Data to use:
········
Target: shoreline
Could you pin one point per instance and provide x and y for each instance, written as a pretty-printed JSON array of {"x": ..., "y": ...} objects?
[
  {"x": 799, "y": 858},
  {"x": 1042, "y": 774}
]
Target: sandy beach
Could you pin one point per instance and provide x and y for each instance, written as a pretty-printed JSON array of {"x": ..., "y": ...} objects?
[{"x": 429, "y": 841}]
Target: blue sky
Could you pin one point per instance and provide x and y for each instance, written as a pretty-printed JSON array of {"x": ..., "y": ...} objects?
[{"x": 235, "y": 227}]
········
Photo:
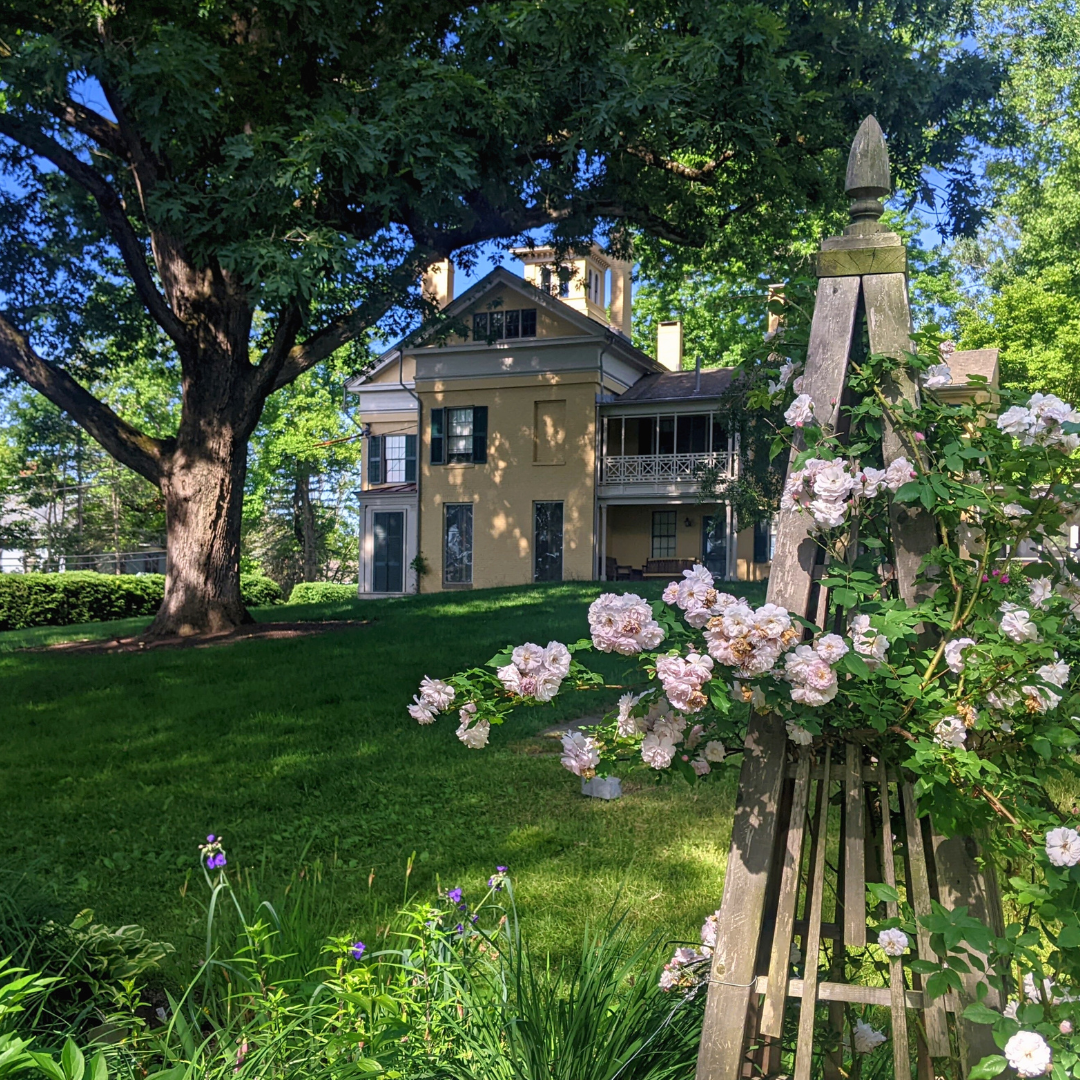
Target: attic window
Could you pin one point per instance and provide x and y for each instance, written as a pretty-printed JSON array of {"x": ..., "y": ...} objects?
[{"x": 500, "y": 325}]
········
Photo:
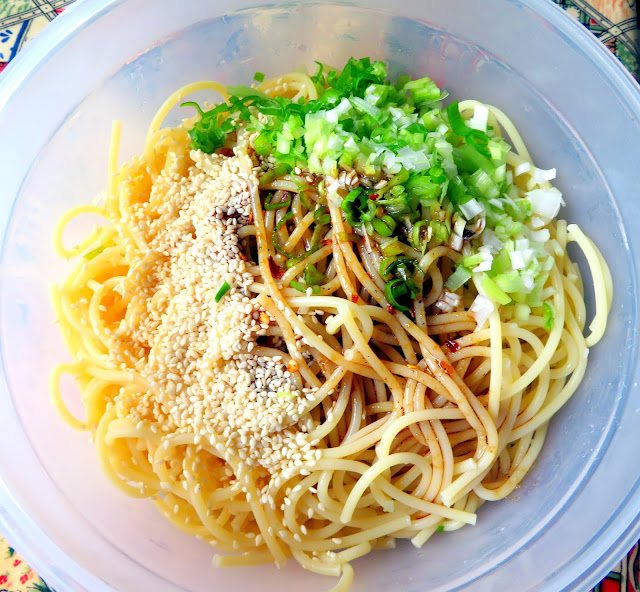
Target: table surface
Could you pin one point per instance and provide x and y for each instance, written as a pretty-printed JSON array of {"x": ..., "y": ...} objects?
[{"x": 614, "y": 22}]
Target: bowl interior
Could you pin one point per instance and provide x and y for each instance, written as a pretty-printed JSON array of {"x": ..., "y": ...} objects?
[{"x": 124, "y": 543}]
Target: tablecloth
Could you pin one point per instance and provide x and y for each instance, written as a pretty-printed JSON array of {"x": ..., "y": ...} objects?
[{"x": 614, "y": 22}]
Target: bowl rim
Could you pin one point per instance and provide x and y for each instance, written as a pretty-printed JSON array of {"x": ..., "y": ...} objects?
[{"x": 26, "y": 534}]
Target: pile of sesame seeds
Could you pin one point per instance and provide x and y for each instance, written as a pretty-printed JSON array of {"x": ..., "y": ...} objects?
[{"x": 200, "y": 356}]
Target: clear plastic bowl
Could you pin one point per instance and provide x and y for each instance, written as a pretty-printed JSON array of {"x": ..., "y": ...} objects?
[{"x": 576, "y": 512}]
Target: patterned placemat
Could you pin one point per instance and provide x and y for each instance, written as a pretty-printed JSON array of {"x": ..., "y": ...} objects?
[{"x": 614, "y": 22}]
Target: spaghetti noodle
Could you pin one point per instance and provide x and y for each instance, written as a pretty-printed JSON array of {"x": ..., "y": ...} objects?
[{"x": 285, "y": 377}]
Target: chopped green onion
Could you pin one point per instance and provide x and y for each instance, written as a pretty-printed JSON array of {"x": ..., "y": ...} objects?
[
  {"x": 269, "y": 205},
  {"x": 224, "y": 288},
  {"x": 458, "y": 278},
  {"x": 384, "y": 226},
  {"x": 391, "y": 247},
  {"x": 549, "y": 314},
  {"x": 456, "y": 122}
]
········
Given task:
Identify every line in the rows above that contains the string "bowl", and copy each one. Matching is case-sensitive.

Complete response:
Target: bowl interior
Target: bowl rim
Target: clear plastic bowl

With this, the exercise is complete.